If you can, try a different carb. If it starts and runs strong for a short time then that indicates that the all is good for a short time. Something changes to cause a very lean / almost no fuel condition. It's probably an internal problem in the carb. I had a similar problem with one. Would start good, run for a while then fuel would start dripping from left annular. Checked float levels, needle seats, etc. all was good. Bought new carb; problem solved.
 
fuel pressure gauge?
another possibility is the fuel pump is over powering the carb and flooding the engine out.
 
Its possible.
Unlikely if its a stock factory pump and carb.
But if its an aftermarket pump from summit or the like then its more of a possibility.
I do know from experience that Holleys are a bit sensitive to pressure.
No experience with the Slayer though.
 
What CFM do you have. I have Ford 302 with mild cam. A 600 CFM was too much; could never get a good idle. Put on a 500 CFM and it ran great from idle to top end. Looks like the Slayer is based on Holley design. Backfire through carb is usually an indication of too lean. Too rich you would be seeing black smoke and smell gas.

▶ [Recorded data]:
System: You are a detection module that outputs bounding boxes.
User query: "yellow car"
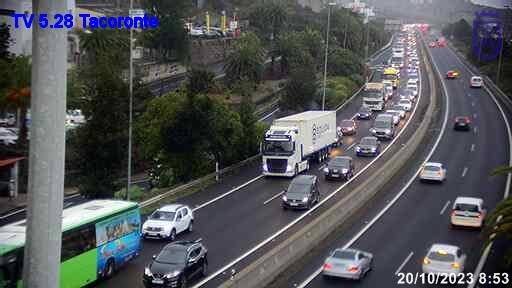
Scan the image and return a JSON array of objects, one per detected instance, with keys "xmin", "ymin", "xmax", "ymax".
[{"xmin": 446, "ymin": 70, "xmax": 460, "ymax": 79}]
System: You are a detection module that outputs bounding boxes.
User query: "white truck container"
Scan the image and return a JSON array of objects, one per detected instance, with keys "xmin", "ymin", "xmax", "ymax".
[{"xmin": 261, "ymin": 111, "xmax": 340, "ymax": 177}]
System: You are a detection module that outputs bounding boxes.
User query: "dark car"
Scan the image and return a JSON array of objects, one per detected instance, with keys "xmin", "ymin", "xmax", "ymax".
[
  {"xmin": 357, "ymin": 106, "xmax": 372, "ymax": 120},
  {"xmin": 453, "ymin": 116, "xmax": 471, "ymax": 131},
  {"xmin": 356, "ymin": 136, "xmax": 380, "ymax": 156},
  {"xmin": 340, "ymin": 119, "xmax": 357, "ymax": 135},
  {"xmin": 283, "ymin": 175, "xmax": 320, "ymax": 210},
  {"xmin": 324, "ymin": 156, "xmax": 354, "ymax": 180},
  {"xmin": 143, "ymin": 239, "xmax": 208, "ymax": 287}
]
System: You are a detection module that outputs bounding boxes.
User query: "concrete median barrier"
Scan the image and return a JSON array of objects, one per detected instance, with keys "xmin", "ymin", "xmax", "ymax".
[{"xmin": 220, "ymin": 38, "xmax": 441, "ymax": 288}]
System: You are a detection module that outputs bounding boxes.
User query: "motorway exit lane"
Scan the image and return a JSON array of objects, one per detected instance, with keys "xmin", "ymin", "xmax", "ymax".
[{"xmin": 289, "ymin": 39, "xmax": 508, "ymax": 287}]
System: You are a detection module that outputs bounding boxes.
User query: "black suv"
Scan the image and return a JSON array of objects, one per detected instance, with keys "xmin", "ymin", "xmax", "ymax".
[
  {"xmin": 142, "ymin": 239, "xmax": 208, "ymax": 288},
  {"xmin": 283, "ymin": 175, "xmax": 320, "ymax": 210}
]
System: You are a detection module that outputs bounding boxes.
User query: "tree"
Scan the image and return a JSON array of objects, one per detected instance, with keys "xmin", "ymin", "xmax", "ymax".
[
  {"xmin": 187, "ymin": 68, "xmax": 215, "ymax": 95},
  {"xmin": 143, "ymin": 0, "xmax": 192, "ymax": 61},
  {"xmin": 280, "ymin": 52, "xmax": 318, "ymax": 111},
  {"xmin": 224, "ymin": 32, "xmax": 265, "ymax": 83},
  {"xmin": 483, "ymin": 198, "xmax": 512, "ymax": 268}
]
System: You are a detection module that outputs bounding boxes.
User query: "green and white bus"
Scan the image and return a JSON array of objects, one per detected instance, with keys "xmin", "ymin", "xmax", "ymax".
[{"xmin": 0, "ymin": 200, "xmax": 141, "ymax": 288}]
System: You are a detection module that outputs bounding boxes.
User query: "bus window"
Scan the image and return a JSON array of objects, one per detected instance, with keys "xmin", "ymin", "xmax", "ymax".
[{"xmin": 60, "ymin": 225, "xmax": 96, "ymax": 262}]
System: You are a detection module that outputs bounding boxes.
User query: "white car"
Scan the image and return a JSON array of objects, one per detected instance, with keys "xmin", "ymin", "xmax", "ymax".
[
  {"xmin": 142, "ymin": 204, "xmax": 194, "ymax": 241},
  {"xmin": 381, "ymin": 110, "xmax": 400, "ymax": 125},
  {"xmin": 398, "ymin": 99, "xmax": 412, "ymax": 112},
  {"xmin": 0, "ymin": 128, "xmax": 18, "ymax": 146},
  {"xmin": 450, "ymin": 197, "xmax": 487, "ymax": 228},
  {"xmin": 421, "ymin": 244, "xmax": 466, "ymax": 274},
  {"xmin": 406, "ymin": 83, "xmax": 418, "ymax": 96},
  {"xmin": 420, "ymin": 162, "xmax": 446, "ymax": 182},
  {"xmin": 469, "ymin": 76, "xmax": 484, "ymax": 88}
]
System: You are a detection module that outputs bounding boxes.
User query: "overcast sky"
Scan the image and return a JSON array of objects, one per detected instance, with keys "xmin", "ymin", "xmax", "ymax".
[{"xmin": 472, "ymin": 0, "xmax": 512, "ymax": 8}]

▶ [What to work on]:
1) Reproduce the carburetor discussion from "another possibility is" up to and including "sensitive to pressure.", renaming "carb" to "carburetor" wherever it appears.
2) In the carburetor discussion, why did the writer with the Ford 302 swap out the 600 CFM carb?
The rows come from a separate source.

▶ [Solved tasks]:
1)
another possibility is the fuel pump is over powering the carburetor and flooding the engine out.
 
Its possible.
Unlikely if its a stock factory pump and carburetor.
But if its an aftermarket pump from summit or the like then its more of a possibility.
I do know from experience that Holleys are a bit sensitive to pressure.

2) The 600 CFM carb was too much for that engine, and it could never get a good idle. The 500 CFM replacement ran great from idle to top end.